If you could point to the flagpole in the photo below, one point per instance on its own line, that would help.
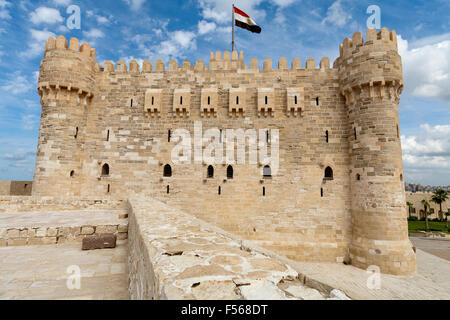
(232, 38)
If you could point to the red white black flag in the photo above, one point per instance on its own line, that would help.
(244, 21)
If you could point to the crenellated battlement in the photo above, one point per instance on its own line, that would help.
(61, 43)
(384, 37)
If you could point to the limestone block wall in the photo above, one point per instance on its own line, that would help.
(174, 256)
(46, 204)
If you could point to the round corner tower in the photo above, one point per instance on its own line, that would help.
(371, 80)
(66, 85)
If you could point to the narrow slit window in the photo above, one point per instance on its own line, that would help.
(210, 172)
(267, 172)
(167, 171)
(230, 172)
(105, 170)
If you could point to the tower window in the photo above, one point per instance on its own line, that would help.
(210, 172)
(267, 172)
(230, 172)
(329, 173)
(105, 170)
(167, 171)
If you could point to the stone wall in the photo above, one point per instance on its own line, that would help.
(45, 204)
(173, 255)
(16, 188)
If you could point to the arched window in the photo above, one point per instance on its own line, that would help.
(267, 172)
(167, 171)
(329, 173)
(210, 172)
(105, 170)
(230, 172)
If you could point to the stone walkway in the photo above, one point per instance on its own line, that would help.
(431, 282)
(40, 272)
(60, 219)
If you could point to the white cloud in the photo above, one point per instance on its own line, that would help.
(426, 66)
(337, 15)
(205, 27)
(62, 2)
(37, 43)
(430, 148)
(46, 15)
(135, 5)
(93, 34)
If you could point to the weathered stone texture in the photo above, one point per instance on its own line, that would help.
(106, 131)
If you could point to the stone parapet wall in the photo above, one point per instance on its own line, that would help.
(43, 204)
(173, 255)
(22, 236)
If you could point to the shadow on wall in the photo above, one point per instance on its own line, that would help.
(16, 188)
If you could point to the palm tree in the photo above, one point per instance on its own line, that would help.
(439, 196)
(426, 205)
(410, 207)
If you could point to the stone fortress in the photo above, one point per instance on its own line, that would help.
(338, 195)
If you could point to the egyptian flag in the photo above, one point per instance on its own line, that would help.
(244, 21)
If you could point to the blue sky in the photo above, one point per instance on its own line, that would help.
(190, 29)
§ §
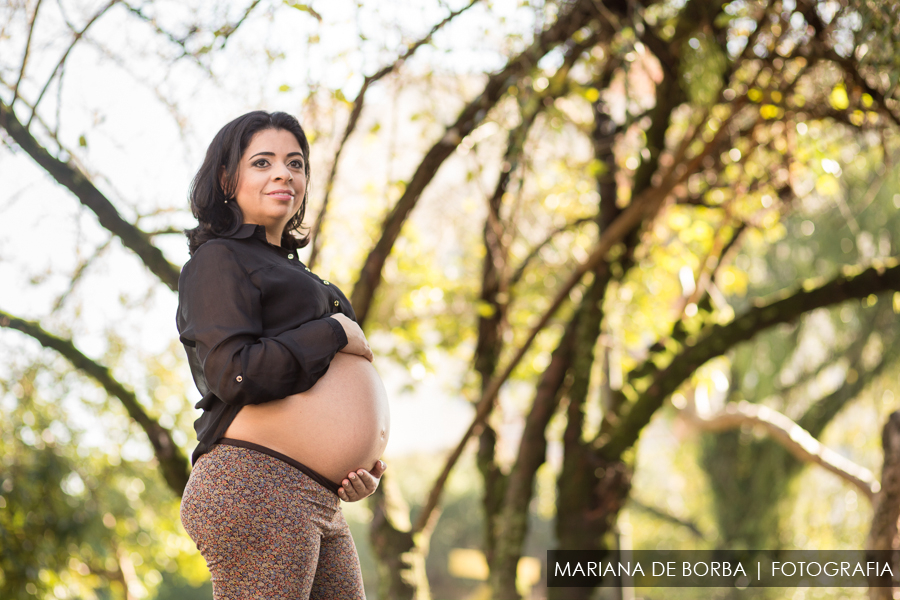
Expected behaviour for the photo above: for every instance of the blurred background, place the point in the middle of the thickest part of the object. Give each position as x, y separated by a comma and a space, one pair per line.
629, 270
§ §
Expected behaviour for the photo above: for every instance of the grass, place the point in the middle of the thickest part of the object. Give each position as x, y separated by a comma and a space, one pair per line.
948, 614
§ §
— WORK TO BE COMPLETED —
Please display every line of the items above that contains the string "place". Case counts.

— RESPONSE TO THE TASK —
Expected behaviour for the photo above: for every instance of the blurred background, place the point in the middle of the thickest part of the object. Give each position as x, y separated by a comma and a space, one pair per line.
Expected behaviour for the photo above: for every instance of the grass, place the point in the middle of the thickest part of the object. Give each position as x, y separated by a comma and a space, one pair per line.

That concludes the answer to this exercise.